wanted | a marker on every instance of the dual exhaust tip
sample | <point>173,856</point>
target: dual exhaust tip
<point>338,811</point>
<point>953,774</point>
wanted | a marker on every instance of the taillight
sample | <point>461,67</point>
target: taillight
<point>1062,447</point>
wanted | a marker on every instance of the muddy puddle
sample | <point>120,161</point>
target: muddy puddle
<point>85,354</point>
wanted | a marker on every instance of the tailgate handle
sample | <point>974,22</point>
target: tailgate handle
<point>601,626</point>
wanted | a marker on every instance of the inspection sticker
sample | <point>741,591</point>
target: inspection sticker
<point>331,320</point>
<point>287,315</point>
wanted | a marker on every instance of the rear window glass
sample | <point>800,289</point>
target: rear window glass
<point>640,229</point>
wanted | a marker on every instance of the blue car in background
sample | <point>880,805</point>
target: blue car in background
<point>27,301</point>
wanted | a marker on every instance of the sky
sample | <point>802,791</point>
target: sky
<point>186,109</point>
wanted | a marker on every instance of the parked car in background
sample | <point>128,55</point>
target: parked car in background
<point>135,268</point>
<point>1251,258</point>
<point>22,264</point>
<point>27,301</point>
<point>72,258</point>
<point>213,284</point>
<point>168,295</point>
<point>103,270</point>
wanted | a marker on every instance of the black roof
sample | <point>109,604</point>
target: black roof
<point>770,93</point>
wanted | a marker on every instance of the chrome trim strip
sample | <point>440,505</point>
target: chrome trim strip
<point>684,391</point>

- - - - - - -

### THE PROBLEM
Considering only the material above, set down every line from the one with "wanted | a marker on every instance of the taillight" to the one with "wanted | a marker on every instance of the tailgate", inclusive, exactly as written.

### YOUR SOLUTION
wanted | a marker on every instance of the taillight
sample | <point>461,67</point>
target: taillight
<point>1062,447</point>
wanted | a marker on every instance of the muddy puddle
sample | <point>120,161</point>
target: muddy puddle
<point>85,354</point>
wanted | a marker on every instance of the tailgate handle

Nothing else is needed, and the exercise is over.